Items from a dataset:
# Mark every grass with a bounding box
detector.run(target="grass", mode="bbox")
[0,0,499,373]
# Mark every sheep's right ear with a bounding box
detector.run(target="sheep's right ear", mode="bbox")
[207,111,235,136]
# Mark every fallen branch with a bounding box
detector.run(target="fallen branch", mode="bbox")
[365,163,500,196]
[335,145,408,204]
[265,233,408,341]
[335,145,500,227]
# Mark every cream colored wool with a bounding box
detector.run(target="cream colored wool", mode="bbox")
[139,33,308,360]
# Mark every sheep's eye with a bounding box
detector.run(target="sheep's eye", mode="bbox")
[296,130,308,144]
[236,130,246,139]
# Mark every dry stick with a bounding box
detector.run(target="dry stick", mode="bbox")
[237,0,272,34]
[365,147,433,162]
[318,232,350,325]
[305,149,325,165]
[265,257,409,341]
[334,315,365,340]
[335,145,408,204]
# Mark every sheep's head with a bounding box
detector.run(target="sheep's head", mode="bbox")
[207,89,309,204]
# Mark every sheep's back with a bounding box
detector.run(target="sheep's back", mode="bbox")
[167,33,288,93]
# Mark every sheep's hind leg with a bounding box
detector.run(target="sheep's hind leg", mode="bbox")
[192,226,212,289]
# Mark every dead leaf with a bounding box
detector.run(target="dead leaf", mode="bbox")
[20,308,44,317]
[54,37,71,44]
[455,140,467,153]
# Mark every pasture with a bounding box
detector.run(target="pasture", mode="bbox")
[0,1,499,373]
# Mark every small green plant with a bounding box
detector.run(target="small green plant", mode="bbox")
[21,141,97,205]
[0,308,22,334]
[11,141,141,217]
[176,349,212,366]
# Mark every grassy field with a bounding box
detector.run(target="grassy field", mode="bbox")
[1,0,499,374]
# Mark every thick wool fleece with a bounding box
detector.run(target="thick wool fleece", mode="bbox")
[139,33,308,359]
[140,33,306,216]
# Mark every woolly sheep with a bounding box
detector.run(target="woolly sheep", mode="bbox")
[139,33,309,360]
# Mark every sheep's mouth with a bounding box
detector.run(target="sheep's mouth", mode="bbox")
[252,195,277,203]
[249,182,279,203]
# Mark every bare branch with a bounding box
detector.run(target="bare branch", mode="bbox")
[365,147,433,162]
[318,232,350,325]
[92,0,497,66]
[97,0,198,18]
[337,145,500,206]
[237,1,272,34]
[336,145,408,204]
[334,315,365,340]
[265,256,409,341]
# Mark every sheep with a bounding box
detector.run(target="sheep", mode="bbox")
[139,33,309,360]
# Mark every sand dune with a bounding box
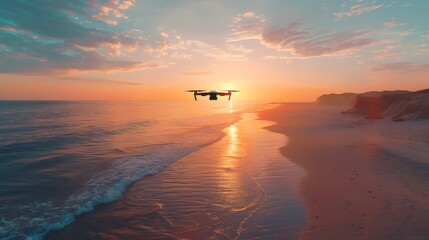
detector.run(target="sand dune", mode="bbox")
[343,89,429,121]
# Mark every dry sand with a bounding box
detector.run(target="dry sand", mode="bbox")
[260,103,429,240]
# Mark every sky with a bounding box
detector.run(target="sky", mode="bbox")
[0,0,428,101]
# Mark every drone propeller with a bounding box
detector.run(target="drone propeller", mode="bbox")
[186,90,206,101]
[221,90,240,100]
[185,90,206,92]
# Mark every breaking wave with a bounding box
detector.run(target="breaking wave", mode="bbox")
[0,127,224,240]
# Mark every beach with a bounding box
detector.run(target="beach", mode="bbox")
[260,103,429,239]
[2,0,429,239]
[2,101,428,239]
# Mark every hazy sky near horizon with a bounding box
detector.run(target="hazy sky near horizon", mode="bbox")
[0,0,428,101]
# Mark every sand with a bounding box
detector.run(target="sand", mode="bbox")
[260,103,429,239]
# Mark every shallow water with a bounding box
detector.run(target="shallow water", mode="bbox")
[45,112,306,240]
[239,113,306,239]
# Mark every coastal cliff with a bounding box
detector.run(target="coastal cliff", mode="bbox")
[343,89,429,121]
[317,93,358,106]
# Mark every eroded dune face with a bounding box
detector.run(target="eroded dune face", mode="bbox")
[343,89,429,121]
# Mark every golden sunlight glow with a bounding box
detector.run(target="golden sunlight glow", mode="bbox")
[1,1,428,102]
[216,123,242,204]
[226,124,239,158]
[218,82,239,91]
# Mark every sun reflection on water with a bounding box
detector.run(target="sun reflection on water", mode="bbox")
[226,124,239,157]
[215,123,248,206]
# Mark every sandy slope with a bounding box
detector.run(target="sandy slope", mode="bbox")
[260,103,429,240]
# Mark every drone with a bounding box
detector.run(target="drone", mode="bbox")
[186,90,239,101]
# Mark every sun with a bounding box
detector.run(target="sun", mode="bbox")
[219,81,239,91]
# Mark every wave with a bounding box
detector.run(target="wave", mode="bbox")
[0,120,157,165]
[0,127,224,240]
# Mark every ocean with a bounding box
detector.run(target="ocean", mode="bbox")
[0,100,306,240]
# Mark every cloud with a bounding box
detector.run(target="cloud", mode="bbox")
[91,0,135,25]
[135,28,247,61]
[143,39,176,53]
[263,55,294,60]
[372,45,402,60]
[187,40,246,60]
[370,62,429,72]
[228,14,375,58]
[383,21,405,28]
[59,77,143,85]
[0,0,160,74]
[384,29,416,38]
[227,12,265,42]
[263,23,374,57]
[401,3,412,8]
[226,43,253,54]
[262,55,292,64]
[334,2,384,18]
[0,31,168,74]
[372,53,401,60]
[182,71,214,76]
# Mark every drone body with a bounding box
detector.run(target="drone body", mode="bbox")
[186,90,239,101]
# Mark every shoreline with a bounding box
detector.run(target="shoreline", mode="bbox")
[259,102,429,239]
[45,106,306,239]
[240,112,306,239]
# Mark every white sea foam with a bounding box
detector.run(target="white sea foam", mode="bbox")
[0,129,224,240]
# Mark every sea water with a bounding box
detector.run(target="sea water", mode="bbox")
[0,100,260,239]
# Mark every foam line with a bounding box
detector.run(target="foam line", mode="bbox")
[0,132,224,240]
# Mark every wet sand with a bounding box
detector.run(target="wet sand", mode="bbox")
[46,112,306,239]
[260,103,429,239]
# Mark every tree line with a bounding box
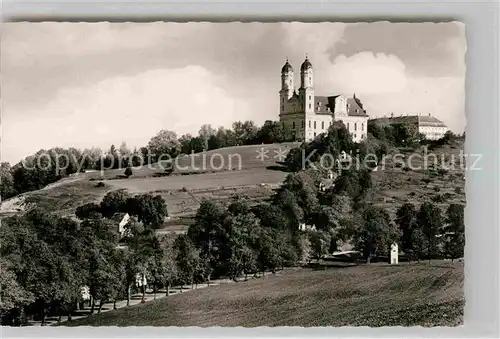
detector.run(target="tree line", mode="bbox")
[0,120,287,201]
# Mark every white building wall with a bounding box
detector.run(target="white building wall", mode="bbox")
[418,125,448,140]
[304,114,333,140]
[340,116,369,143]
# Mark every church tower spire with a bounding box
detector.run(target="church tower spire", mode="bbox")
[279,59,294,115]
[299,56,314,114]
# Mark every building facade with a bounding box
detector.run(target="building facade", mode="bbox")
[371,114,448,140]
[278,57,369,143]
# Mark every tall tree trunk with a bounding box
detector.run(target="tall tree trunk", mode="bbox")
[245,272,248,281]
[41,307,46,326]
[428,240,431,264]
[180,283,183,293]
[153,284,157,300]
[67,310,72,322]
[451,258,455,263]
[90,298,95,314]
[166,284,170,297]
[58,310,62,324]
[97,300,103,314]
[113,300,117,310]
[127,284,131,306]
[141,285,146,303]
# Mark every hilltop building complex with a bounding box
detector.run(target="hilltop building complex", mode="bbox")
[370,114,449,140]
[278,57,369,142]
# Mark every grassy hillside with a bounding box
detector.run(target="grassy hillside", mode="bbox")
[0,143,297,221]
[370,141,466,218]
[64,262,463,327]
[82,142,299,180]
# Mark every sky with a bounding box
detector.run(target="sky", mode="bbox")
[1,22,466,164]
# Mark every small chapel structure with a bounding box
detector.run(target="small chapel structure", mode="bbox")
[390,243,399,264]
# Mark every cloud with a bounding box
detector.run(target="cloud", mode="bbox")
[326,52,409,94]
[1,23,208,68]
[315,51,465,133]
[1,22,466,163]
[2,65,254,163]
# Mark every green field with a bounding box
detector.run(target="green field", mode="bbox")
[64,263,464,327]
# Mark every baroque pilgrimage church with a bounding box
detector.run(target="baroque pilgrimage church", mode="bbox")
[278,57,369,142]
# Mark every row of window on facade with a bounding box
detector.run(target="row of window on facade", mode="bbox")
[309,132,365,139]
[284,120,365,131]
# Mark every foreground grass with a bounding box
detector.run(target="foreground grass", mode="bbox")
[64,262,463,327]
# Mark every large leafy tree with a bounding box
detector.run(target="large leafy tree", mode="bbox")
[75,202,102,220]
[232,121,258,145]
[0,260,34,325]
[198,124,216,150]
[444,204,465,262]
[100,190,131,217]
[308,231,331,260]
[158,234,179,296]
[396,203,418,261]
[252,203,288,230]
[225,206,261,280]
[126,194,168,228]
[312,205,339,232]
[417,201,444,262]
[273,188,304,231]
[0,162,16,199]
[147,129,181,161]
[256,120,285,144]
[257,228,283,275]
[187,199,230,282]
[174,234,199,290]
[353,206,399,263]
[0,209,88,325]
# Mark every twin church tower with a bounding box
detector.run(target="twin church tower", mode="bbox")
[278,56,369,143]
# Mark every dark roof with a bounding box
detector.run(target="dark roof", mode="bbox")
[346,97,368,116]
[417,115,447,127]
[314,96,331,114]
[371,115,446,127]
[300,58,313,71]
[111,212,129,222]
[281,61,293,73]
[312,95,368,117]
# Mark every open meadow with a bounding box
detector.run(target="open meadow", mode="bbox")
[64,262,464,327]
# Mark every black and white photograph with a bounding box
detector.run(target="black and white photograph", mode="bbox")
[1,21,467,327]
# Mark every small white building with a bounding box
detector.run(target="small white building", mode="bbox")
[390,243,399,264]
[299,223,316,232]
[111,212,131,238]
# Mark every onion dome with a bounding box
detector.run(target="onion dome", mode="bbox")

YOUR TASK
In the entries above, identify every line with the word "dome". Copy those lines.

EXERCISE ANSWER
# Mark every onion dome with a bounding box
detector.run(target="onion dome", mode="bbox")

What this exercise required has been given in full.